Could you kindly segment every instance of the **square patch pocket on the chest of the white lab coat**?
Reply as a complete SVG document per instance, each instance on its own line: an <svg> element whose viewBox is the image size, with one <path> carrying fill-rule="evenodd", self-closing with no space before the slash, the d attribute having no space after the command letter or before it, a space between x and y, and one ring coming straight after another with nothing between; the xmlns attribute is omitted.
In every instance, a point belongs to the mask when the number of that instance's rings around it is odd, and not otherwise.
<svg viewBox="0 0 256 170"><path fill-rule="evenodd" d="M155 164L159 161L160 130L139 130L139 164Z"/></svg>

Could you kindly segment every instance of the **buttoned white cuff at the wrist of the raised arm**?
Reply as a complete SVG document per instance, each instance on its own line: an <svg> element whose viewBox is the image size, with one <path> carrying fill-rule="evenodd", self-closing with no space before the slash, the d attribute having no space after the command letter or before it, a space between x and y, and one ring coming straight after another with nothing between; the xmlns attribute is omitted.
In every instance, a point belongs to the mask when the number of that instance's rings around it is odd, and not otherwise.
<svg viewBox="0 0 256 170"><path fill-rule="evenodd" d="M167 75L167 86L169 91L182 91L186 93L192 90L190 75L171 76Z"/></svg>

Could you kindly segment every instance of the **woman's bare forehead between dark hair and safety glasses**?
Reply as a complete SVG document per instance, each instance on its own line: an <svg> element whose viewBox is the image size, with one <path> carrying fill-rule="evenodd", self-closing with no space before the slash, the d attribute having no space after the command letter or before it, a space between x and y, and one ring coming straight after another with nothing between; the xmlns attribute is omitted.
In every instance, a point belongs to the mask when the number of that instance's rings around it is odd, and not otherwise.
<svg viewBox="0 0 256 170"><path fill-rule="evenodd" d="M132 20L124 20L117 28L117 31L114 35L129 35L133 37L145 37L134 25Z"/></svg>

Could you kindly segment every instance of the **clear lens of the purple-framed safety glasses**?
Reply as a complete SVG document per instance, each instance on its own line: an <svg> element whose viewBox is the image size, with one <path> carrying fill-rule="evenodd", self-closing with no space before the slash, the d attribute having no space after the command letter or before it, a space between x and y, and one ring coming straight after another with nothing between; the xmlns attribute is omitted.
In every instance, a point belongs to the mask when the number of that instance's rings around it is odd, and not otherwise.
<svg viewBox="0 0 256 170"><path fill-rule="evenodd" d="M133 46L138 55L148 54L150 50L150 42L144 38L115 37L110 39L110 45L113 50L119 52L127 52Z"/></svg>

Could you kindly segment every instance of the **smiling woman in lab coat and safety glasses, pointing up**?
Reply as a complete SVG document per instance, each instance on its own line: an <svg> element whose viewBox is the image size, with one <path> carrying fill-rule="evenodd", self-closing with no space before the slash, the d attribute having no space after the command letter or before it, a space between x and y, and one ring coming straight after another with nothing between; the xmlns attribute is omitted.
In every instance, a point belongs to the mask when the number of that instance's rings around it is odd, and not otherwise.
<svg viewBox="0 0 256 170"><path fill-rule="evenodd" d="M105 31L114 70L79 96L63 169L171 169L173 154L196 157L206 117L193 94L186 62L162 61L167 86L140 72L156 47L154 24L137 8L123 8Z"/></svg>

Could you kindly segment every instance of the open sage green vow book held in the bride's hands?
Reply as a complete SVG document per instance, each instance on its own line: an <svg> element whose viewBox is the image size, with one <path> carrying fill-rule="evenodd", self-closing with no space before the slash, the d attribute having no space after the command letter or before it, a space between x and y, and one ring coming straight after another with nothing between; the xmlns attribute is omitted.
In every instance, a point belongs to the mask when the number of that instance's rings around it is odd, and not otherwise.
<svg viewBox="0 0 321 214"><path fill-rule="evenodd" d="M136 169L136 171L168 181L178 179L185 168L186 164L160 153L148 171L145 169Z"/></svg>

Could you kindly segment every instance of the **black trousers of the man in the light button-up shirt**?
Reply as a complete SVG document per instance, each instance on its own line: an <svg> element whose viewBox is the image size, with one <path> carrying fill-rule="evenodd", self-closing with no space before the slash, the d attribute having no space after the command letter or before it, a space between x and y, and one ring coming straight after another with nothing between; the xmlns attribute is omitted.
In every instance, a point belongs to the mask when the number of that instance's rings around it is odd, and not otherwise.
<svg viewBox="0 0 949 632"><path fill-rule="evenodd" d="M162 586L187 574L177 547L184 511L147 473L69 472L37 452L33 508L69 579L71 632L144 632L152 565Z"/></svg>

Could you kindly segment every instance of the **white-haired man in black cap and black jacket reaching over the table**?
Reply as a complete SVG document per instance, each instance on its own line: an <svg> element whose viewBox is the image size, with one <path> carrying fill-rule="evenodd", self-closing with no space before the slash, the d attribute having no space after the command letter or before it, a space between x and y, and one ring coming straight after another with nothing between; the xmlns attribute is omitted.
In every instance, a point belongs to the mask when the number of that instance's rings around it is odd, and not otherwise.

DIRECTIONS: Beginning at the opening line of the data, transcribe each line exactly until you reach the line with "Could you kindly segment every instance of the **buttoned", which you also include, and go no further.

COMPLETED EXERCISE:
Could you kindly segment every instance of the **square patch pocket on the chest of the white lab coat**?
Reply as a complete SVG document per instance, each instance on its own line: an <svg> element whose viewBox is the image size, with one <path> carrying fill-rule="evenodd", self-closing with no space before the slash, the d attribute having no space after the command letter or before it, a space between x and y, and one ring coming straight after another with nothing between; the xmlns attribute is omitted.
In every instance, a point belongs to the mask when the number of that instance's rings around it is odd, and not otherwise.
<svg viewBox="0 0 256 170"><path fill-rule="evenodd" d="M155 164L159 161L160 130L139 130L139 164Z"/></svg>

Could you kindly segment every instance of the **buttoned white cuff at the wrist of the raised arm**?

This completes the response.